-- START DATA FOR THE TASK --

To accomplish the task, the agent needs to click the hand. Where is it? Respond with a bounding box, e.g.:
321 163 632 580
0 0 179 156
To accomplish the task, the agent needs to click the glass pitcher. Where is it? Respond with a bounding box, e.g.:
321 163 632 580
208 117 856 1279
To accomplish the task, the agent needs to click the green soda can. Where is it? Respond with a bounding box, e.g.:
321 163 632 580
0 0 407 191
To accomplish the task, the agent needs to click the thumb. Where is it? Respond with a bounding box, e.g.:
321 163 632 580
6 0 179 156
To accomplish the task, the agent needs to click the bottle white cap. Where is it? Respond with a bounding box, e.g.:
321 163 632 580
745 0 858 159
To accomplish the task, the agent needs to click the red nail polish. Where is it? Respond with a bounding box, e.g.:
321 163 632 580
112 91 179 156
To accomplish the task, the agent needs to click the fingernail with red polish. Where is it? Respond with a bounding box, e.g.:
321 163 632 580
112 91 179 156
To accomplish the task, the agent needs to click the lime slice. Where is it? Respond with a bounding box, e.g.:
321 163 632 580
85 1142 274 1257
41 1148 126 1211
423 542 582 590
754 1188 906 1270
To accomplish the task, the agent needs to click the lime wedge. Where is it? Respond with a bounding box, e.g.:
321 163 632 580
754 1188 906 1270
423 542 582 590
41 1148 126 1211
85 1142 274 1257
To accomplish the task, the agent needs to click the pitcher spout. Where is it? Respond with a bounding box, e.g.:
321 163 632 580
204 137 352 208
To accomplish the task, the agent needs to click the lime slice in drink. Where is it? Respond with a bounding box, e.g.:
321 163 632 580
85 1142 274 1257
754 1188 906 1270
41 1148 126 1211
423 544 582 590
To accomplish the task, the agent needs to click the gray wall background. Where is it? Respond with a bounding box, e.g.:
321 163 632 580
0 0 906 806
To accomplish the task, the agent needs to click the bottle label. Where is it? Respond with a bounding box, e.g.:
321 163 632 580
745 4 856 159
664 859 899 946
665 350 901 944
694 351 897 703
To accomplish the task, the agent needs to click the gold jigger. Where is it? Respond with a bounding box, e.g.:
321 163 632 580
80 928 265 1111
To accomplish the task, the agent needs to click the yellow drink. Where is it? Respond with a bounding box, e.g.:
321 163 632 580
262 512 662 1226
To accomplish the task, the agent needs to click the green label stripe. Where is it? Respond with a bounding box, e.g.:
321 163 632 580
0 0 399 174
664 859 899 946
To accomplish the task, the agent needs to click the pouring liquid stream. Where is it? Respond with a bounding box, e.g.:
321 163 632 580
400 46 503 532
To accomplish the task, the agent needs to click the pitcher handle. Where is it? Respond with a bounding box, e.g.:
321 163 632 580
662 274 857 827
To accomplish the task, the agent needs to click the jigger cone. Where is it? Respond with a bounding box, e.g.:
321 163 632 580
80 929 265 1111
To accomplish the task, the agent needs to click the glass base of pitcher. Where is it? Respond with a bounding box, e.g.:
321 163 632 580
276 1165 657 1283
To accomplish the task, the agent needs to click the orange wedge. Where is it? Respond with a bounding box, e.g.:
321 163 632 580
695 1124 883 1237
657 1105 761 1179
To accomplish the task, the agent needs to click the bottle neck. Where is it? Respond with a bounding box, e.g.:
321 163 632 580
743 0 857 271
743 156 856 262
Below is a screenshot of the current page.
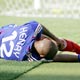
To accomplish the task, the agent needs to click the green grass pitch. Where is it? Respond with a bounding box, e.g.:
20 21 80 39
0 16 80 80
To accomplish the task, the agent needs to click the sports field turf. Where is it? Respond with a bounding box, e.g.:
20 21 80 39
0 16 80 80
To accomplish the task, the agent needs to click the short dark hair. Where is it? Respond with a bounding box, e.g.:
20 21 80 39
45 41 58 60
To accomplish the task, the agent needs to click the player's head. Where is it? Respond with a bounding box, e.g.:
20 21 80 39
34 38 58 60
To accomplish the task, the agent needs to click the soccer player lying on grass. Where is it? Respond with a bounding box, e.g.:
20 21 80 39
0 21 80 61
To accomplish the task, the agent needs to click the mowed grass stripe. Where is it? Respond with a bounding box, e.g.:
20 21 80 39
16 63 80 80
0 59 41 80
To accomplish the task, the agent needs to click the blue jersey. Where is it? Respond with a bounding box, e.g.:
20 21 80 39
0 21 42 61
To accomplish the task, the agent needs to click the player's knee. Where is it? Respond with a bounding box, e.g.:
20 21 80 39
35 38 58 59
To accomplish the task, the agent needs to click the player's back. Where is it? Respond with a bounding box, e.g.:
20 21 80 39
0 21 40 60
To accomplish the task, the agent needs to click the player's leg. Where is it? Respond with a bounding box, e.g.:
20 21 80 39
54 53 80 62
60 39 80 54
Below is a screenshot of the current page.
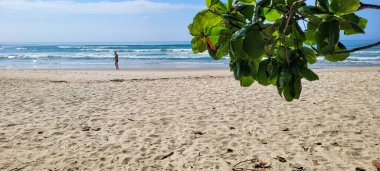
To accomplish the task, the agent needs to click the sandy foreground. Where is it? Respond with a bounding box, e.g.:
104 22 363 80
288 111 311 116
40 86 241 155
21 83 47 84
0 68 380 171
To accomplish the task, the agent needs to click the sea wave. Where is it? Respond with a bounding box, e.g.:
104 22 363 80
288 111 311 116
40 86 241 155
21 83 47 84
352 50 380 54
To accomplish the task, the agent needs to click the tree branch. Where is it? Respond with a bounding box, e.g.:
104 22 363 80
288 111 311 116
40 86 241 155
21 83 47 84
335 41 380 55
357 2 380 11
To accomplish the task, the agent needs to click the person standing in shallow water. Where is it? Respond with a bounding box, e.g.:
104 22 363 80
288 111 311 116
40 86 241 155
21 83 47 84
113 50 119 70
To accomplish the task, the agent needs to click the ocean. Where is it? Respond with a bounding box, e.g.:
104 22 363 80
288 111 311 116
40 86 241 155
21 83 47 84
0 40 380 69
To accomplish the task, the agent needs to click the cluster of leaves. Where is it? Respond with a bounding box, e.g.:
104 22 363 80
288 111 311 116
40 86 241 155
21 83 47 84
188 0 367 101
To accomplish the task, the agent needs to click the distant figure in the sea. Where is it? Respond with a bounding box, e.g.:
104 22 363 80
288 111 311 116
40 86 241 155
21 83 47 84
113 50 119 70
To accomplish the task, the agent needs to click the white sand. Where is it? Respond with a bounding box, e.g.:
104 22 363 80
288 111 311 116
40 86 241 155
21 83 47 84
0 68 380 171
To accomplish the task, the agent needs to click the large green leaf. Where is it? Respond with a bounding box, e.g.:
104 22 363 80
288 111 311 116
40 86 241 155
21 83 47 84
299 67 319 81
277 46 290 63
330 0 360 15
188 10 223 36
206 0 227 14
317 0 329 11
340 13 367 35
263 8 282 22
243 25 266 59
238 0 256 5
257 59 270 86
300 47 317 64
316 20 339 55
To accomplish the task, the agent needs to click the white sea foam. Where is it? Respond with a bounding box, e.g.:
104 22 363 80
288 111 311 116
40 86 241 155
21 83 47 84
352 51 380 54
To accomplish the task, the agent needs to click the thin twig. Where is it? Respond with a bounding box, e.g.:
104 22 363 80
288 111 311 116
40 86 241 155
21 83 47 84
357 2 380 11
335 41 380 55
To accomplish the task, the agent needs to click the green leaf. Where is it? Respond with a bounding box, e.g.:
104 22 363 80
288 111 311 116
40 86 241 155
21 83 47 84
206 0 227 14
298 6 327 16
263 8 282 22
330 0 360 15
188 10 223 36
339 13 367 35
300 47 317 64
216 42 230 59
277 46 290 63
243 25 266 59
240 77 255 87
299 67 319 81
304 30 317 45
316 20 339 55
325 42 350 62
238 0 256 5
257 59 270 86
239 4 255 20
290 23 306 49
317 0 329 11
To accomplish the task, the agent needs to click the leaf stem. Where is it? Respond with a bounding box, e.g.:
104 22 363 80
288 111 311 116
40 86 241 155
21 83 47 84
357 2 380 11
335 41 380 55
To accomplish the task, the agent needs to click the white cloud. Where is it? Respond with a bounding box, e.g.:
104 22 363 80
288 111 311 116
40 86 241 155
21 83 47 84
0 0 202 14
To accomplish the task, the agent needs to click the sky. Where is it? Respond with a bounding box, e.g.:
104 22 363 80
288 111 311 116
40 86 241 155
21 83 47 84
0 0 380 42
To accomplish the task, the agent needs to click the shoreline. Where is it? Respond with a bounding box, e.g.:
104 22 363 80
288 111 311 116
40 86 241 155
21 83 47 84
0 67 380 171
0 67 380 81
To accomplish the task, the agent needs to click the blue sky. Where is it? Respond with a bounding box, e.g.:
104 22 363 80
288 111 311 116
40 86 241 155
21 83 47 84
0 0 380 42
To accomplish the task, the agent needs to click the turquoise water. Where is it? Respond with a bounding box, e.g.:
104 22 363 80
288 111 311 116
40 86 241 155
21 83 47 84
0 41 380 69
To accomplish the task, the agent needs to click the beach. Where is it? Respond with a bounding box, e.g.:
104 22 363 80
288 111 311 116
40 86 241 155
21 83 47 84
0 67 380 171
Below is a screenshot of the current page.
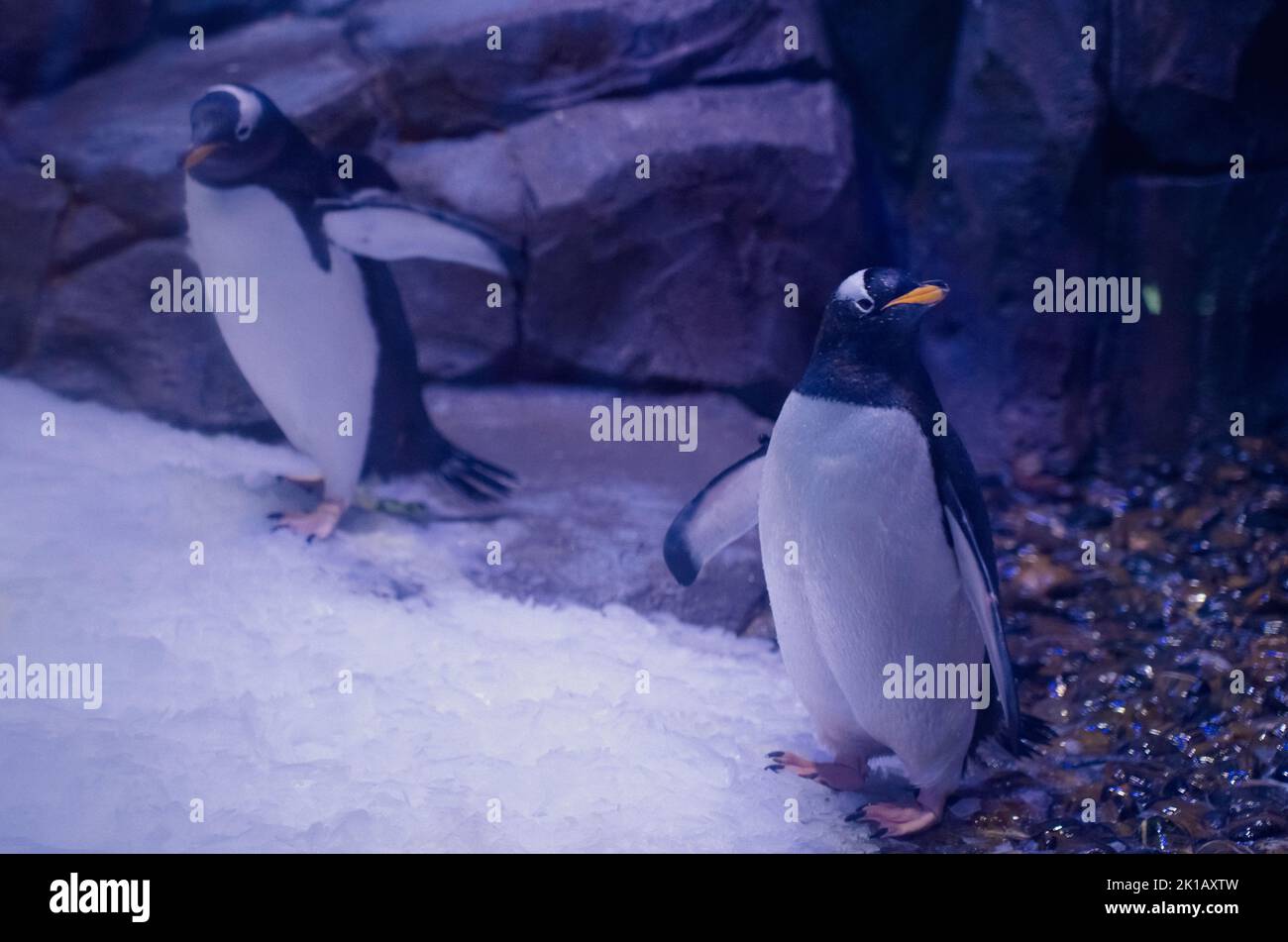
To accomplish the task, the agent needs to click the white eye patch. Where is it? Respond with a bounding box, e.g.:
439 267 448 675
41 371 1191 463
836 267 873 304
206 85 265 141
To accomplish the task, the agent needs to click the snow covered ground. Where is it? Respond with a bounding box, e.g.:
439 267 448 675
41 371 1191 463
0 378 873 851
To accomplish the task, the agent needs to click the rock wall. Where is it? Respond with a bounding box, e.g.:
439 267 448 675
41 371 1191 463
0 0 1288 471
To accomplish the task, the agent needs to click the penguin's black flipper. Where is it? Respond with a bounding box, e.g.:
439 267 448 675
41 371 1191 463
313 189 524 284
662 435 769 585
930 434 1021 752
358 253 516 500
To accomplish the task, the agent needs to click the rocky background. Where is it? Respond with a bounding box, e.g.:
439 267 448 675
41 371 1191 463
0 0 1288 476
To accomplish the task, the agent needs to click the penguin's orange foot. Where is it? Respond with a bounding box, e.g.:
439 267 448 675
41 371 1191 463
268 500 344 543
765 752 868 791
846 801 943 838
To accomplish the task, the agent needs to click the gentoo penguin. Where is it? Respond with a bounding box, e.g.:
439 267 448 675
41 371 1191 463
665 267 1043 835
183 85 518 541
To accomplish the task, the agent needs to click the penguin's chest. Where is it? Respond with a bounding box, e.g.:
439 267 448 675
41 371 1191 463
760 392 983 674
185 177 378 464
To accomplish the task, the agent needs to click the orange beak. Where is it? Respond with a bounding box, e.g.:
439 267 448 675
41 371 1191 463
881 282 948 310
183 145 223 169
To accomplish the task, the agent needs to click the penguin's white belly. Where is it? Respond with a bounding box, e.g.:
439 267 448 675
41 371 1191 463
185 177 378 499
760 392 984 786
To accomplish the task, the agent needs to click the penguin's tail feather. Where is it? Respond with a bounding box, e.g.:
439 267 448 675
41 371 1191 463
438 447 519 502
1012 713 1055 760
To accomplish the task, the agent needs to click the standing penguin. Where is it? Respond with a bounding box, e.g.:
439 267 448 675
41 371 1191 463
183 85 518 541
665 269 1044 835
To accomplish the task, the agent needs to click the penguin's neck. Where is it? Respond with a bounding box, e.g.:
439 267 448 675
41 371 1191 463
796 327 940 418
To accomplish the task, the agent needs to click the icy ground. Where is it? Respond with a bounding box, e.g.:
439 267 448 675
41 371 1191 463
0 378 873 851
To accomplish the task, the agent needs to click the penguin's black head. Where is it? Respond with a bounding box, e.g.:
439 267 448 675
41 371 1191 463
825 267 948 326
183 85 299 186
815 267 948 365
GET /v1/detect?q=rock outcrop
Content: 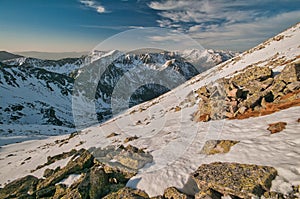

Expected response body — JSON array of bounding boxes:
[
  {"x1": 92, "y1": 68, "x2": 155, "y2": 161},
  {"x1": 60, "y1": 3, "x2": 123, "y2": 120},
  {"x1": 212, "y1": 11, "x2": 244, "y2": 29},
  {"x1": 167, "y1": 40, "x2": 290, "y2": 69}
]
[
  {"x1": 192, "y1": 162, "x2": 277, "y2": 198},
  {"x1": 194, "y1": 63, "x2": 300, "y2": 122},
  {"x1": 0, "y1": 145, "x2": 152, "y2": 199},
  {"x1": 268, "y1": 122, "x2": 287, "y2": 134},
  {"x1": 200, "y1": 140, "x2": 239, "y2": 155}
]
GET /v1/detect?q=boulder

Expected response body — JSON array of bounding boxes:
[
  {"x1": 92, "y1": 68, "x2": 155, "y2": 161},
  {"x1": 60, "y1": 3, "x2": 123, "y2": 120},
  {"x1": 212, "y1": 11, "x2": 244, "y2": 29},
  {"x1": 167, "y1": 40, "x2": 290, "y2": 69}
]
[
  {"x1": 275, "y1": 63, "x2": 300, "y2": 84},
  {"x1": 229, "y1": 66, "x2": 273, "y2": 87},
  {"x1": 164, "y1": 187, "x2": 188, "y2": 199},
  {"x1": 103, "y1": 187, "x2": 149, "y2": 199},
  {"x1": 195, "y1": 188, "x2": 222, "y2": 199},
  {"x1": 268, "y1": 122, "x2": 287, "y2": 134},
  {"x1": 192, "y1": 162, "x2": 277, "y2": 198},
  {"x1": 90, "y1": 145, "x2": 153, "y2": 173},
  {"x1": 200, "y1": 140, "x2": 239, "y2": 155},
  {"x1": 37, "y1": 149, "x2": 93, "y2": 189},
  {"x1": 0, "y1": 175, "x2": 38, "y2": 199}
]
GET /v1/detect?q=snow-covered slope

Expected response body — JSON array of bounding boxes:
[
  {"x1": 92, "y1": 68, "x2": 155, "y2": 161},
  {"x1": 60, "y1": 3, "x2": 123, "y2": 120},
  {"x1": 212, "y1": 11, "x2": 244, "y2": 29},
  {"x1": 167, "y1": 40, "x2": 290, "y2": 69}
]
[
  {"x1": 0, "y1": 50, "x2": 234, "y2": 138},
  {"x1": 0, "y1": 24, "x2": 300, "y2": 196}
]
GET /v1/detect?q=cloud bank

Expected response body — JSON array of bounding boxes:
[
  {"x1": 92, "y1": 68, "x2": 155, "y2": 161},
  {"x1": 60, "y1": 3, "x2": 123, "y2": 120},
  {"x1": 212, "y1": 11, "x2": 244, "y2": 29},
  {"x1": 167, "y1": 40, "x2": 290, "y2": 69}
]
[
  {"x1": 79, "y1": 0, "x2": 107, "y2": 13},
  {"x1": 148, "y1": 0, "x2": 300, "y2": 51}
]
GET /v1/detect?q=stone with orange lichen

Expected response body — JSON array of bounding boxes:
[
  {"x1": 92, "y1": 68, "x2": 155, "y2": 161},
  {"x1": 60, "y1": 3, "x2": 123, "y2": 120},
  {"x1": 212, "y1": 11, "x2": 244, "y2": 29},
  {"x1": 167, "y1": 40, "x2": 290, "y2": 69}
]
[{"x1": 268, "y1": 122, "x2": 287, "y2": 134}]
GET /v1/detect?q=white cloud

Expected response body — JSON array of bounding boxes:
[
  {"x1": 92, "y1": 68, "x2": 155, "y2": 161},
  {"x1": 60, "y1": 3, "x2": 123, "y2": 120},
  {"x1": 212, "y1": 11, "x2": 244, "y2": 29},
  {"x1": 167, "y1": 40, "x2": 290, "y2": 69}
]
[
  {"x1": 148, "y1": 0, "x2": 300, "y2": 50},
  {"x1": 79, "y1": 0, "x2": 107, "y2": 13}
]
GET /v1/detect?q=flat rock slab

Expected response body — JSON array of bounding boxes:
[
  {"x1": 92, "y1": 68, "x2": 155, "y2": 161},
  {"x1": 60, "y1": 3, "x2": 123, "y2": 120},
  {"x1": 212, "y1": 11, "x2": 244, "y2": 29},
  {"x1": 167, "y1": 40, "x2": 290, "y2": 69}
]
[{"x1": 192, "y1": 162, "x2": 277, "y2": 198}]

-- END DATA FOR THE TASK --

▶ WORK INSTRUCTIONS:
Could you lay out the lines above as a Markdown table with the columns Row and Line, one numbered row per line and blank lines left out, starting at the first line of the items and ending at the line containing "0 0 407 191", with both of those lines included?

▶ REPLY TO THE TASK:
| Row | Line |
|---|---|
| 1 | To accomplish the task, the agent needs to click the hand. Where is it? Respond with a bounding box, e.g.: |
| 2 | 321 163 632 580 |
| 3 | 0 0 179 156 |
| 4 | To accomplish the task, the agent needs to click the glass pitcher. Where is it? Respond with a bounding box, e.g.: |
| 5 | 321 163 632 580 |
| 6 | 208 117 856 1279 |
| 7 | To accomplish the task, the agent needs to click the green soda can. Where is it? Respond with a bounding box, e.g.: |
| 8 | 321 163 632 580 |
| 9 | 0 0 407 191 |